Aufgaben:
[a] Beantworte anhand des Textes zur Friedrichstraße die folgenden Fragen:
(i) Welche Verkehrssenatorin teilte dem Mobilitätsausschuss die geplante Änderung mit?
(ii) Worauf ist der Lieferverkehr seit der ursprünglichen Umwidmung der Friedrichstraße beschränkt?
(iii) Welche Behörde soll verstärkt darauf achten, dass Ladezonen nicht zugeparkt werden?
[b] Benenne im Text zur Friedrichstraße „Friedrichstraße“ in „Leipziger Straße“ um. Gib dazu den Abschnitt wieder, der mit den Worten „Trotz Zugeständnissen beim“ beginnt und mit „eine Klage an.“ endet.
[c] Führe alle Äußerungen von Bettina Jarasch auf, die der Text zur Friedrichstraße wörtlich in Anführungszeichen wiedergibt.

Ausgewählter Textauszug:
--------------------

Trotz Zugeständnissen beim Lieferverkehr: Berliner Aktionsbündnis will gegen autofreie Friedrichstraße klagen

Das Bezirksamt Mitte wird eine korrigierte Rechtsverordnung vorlegen, die das Recht einräumt, Lieferverkehr zu genehmigen. Gegner des Projekts wollen klagen.

In der Friedrichstraße soll, trotz der Fußgängerzone, motorisierter Lieferverkehr weiter möglich bleiben. Das teilte Verkehrssenatorin Bettina Jarasch (Grüne) den Mitgliedern des Mobilitätsausschusses im Abgeordnetenhaus am Mittwoch mit. Die entsprechende Teileinziehung – eine Rechtsverordnung, die eine Straße nachträglich umwidmet – soll dafür geändert und dann neu im Amtsblatt veröffentlicht werden. Gegner des Projekts, darunter auch der Handelsverband Berlin-Brandenburg, kündigten daraufhin eine Klage an.

Mit der neuen Teileinziehung reagieren Jarasch und der Bezirk Mitte, der diese durchführt, laut der Verkehrssenatorin auf bereits eingegangene Einwendungen gegen die ursprüngliche Fassung. „Ich hatte viele sehr intensive, aber auch sehr produktive Gespräche mit Anrainer:innen und Wirtschaftsverbänden – auch mit denen, die jetzt Widerspruch eingelegt haben“, sagte Jarasch den Abgeordneten.

Ladezonen in den Stichstraßen sind verblichen und zugeparkt

Ein wichtiges Argument in den Widersprüchen sei die Organisation des Lieferverkehrs gewesen. Der ist seit der ursprünglichen Umwidmung der Friedrichstraße zur autofreien Straße auf die Seitenstraßen beschränkt. „Und da haben viele gesagt, das funktioniert so nicht“, gab Jarasch zu.

Auch ein gemeinsamer Ortsbesuch von Bezirk und Fachleuten aus ihrer Verwaltung habe gezeigt, dass in diesen Stichstraßen Markierungen für Ladezonen teils verblichen seien oder, „wie so oft in Berlin“, von parkenden Autos verstellt. Man habe sich darauf geeinigt, dass Mitte die Markierungen „unverzüglich“ wieder auffrischt, sagte Jarasch. Das Ordnungsamt solle in der Zone verstärkt darauf achten, dass Ladezonen nicht zugeparkt würden.

Berlins peinlichste neue Fahrradrennstrecke

nennt ein Aktionsbündnis die Friedrichstraße

Die neue Fassung der Teileinziehung soll festlegen, dass der Bezirk, wenn es nötig sei, in der zukünftigen Fußgängerzone Lieferverkehr zu bestimmten Uhrzeiten genehmigen könne, berichtete Jarasch. „Beispielsweise könnte, wie in anderen Fußgängerzonen auch üblich, in den Morgenstunden Lieferverkehr die Friedrichstraße anfahren und auch queren.“ Sie hoffe, dass diese Anpassung den wichtigsten Kritikpunkt an dem Plan für die neue Friedrichstraße entkräfte.

--------------------

(Daten zur Regionensegmentierung)

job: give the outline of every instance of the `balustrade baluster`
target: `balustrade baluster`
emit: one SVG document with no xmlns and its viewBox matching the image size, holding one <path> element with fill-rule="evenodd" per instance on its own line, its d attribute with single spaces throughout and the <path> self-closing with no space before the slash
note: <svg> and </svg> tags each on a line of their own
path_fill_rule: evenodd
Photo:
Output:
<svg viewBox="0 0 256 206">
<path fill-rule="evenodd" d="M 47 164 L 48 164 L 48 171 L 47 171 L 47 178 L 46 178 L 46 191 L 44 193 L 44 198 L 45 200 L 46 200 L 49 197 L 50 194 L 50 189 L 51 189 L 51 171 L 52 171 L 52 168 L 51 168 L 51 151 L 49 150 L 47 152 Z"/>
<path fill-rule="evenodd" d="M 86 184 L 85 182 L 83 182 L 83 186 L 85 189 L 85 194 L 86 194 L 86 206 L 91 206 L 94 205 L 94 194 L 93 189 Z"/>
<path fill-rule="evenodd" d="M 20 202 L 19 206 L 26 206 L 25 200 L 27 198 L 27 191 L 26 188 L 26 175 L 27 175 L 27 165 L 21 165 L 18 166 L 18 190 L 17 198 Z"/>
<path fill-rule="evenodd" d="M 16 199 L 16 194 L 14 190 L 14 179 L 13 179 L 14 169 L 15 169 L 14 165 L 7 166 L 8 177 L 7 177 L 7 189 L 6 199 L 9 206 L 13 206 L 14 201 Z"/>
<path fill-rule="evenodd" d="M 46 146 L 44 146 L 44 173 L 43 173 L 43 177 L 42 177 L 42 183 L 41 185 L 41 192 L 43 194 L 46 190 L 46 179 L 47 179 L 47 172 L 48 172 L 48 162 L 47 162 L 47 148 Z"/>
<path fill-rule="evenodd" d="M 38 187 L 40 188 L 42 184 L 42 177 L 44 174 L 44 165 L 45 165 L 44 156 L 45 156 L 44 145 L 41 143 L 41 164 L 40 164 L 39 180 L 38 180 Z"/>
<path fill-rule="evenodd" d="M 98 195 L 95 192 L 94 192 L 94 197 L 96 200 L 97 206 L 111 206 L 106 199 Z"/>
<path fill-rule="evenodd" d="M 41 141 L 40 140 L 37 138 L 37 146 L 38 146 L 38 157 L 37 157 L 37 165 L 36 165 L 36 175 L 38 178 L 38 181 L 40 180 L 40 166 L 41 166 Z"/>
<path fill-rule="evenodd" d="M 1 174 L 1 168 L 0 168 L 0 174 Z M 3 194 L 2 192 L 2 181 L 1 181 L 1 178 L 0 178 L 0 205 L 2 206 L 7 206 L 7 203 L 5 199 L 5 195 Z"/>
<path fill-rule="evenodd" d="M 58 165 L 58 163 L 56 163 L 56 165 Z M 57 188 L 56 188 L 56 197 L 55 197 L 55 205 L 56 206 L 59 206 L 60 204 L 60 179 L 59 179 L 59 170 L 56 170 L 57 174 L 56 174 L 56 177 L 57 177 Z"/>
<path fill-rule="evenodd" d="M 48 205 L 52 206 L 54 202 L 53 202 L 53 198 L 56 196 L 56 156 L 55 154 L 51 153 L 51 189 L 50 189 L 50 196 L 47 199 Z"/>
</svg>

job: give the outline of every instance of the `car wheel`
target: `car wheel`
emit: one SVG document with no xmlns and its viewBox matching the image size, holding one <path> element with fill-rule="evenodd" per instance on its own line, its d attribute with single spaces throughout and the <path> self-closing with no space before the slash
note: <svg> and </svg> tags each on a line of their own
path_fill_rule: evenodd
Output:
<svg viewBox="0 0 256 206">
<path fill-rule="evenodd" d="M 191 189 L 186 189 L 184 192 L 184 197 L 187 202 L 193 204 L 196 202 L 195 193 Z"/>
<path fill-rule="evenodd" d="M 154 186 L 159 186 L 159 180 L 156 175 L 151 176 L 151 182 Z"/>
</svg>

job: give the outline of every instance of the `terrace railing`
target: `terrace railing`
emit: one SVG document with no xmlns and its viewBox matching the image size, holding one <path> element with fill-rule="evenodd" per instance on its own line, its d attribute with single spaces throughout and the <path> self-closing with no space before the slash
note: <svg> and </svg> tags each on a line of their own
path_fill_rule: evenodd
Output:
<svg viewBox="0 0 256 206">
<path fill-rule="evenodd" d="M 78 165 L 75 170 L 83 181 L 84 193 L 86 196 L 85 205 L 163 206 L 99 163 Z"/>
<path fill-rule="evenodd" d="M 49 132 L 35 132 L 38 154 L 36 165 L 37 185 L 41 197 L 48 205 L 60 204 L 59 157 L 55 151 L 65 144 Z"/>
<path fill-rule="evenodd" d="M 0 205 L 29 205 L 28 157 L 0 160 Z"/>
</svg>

--------------------

Schriftliche Lösungen:
[a]
(i) Bettina Jarasch (Grüne)
(ii) Auf die Seitenstraßen
(iii) Das Ordnungsamt

[b]
Trotz Zugeständnissen beim Lieferverkehr: Berliner Aktionsbündnis will gegen autofreie Leipziger Straße klagen

Das Bezirksamt Mitte wird eine korrigierte Rechtsverordnung vorlegen, die das Recht einräumt, Lieferverkehr zu genehmigen. Gegner des Projekts wollen klagen.

In der Leipziger Straße soll, trotz der Fußgängerzone, motorisierter Lieferverkehr weiter möglich bleiben. Das teilte Verkehrssenatorin Bettina Jarasch (Grüne) den Mitgliedern des Mobilitätsausschusses im Abgeordnetenhaus am Mittwoch mit. Die entsprechende Teileinziehung – eine Rechtsverordnung, die eine Straße nachträglich umwidmet – soll dafür geändert und dann neu im Amtsblatt veröffentlicht werden. Gegner des Projekts, darunter auch der Handelsverband Berlin-Brandenburg, kündigten daraufhin eine Klage an.

[c]
- „Ich hatte viele sehr intensive, aber auch sehr produktive Gespräche mit Anrainer:innen und Wirtschaftsverbänden – auch mit denen, die jetzt Widerspruch eingelegt haben“
- „Und da haben viele gesagt, das funktioniert so nicht“
- „wie so oft in Berlin“
- „unverzüglich“
- „Beispielsweise könnte, wie in anderen Fußgängerzonen auch üblich, in den Morgenstunden Lieferverkehr die Friedrichstraße anfahren und auch queren.“